Every entry below should be reproduced exactly; no picture is to be included.

◆ SUPPLIED INFORMATION:
Segment Open

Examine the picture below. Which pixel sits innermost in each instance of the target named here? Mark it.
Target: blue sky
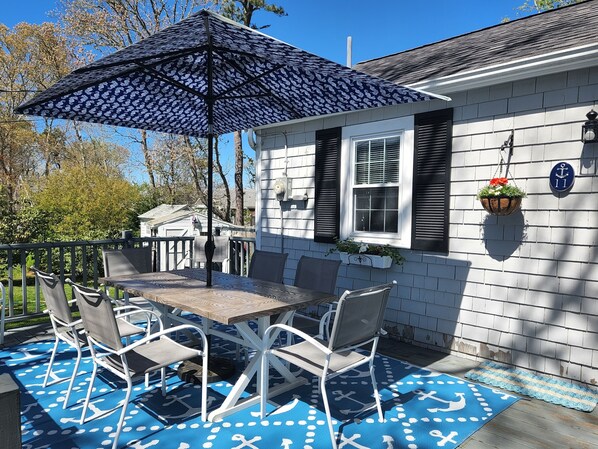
(377, 28)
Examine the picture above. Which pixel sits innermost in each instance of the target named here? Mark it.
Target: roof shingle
(547, 32)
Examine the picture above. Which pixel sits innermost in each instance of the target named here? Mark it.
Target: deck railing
(82, 262)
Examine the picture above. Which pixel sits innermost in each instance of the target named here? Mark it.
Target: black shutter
(327, 195)
(431, 180)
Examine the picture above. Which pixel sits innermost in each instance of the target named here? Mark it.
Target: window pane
(376, 172)
(361, 174)
(377, 221)
(377, 150)
(362, 151)
(377, 161)
(392, 222)
(376, 209)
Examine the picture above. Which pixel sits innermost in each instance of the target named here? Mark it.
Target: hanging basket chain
(502, 164)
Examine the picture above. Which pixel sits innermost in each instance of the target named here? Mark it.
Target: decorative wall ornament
(562, 177)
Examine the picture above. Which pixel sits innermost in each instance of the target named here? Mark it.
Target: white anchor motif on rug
(452, 405)
(444, 439)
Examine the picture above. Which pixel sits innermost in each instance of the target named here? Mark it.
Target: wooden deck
(529, 423)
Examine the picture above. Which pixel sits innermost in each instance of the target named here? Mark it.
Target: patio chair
(125, 261)
(152, 353)
(267, 266)
(68, 329)
(317, 274)
(2, 312)
(353, 343)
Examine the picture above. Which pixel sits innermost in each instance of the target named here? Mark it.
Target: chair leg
(264, 385)
(86, 404)
(327, 408)
(204, 385)
(376, 393)
(123, 413)
(71, 383)
(51, 363)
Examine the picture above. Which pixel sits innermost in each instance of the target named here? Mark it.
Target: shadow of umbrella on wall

Segment Closed

◆ ANSWER FOR THE TASK:
Examine the picture below. Which pixel sits innermost in each instance of the target named here? Mark it.
Target: blue sky
(377, 28)
Examine the picture above. Which pixel sits innermost in each instance of the target named here? Mark it.
Target: roof shingle
(547, 32)
Examine the picture above. Which pixel sits innermost in each instance of the target named here? Mark it.
Target: deck railing
(82, 262)
Examine the picture above. Which pixel sits innermost in each instance of the target named here? Mark it.
Target: black shutter
(327, 195)
(431, 180)
Examine the picture above. Which pixel sits innermost in each instance of the target named here? Mark it.
Target: window pane
(376, 172)
(361, 174)
(377, 221)
(377, 150)
(362, 151)
(377, 161)
(392, 222)
(376, 209)
Examine the picture above. Which pixel sits innermost in each instance of the target named here? Mark it.
Target: hanging basket chain
(502, 164)
Examine the picture above. Which pixel sits innermost in each instance of the target named here? Mark it.
Target: decorative wall ornament
(562, 177)
Examine the picture above. Which pixel sits innermost in each instance of the target named here? Mark it.
Target: white anchor motif on rug
(452, 405)
(444, 439)
Examine the picture above. Which pixel sits innermost in each instance of the target named here? Mark it.
Target: wooden deck
(529, 423)
Examine the picture above. Which pixel sits innermost in each instance of the target named here? Mark it.
Target: patio chair
(125, 261)
(152, 353)
(267, 266)
(68, 329)
(317, 274)
(2, 312)
(353, 343)
Examine the picture above. Which pixel sits innermost in each instance of the target named here? Mark it.
Target: chair leg
(264, 385)
(86, 404)
(327, 408)
(204, 385)
(376, 393)
(123, 413)
(71, 383)
(51, 363)
Examine the picture above. Which pixel sits innermost in each instance of the target named here? Mark it.
Target: shadow of umbrella on wall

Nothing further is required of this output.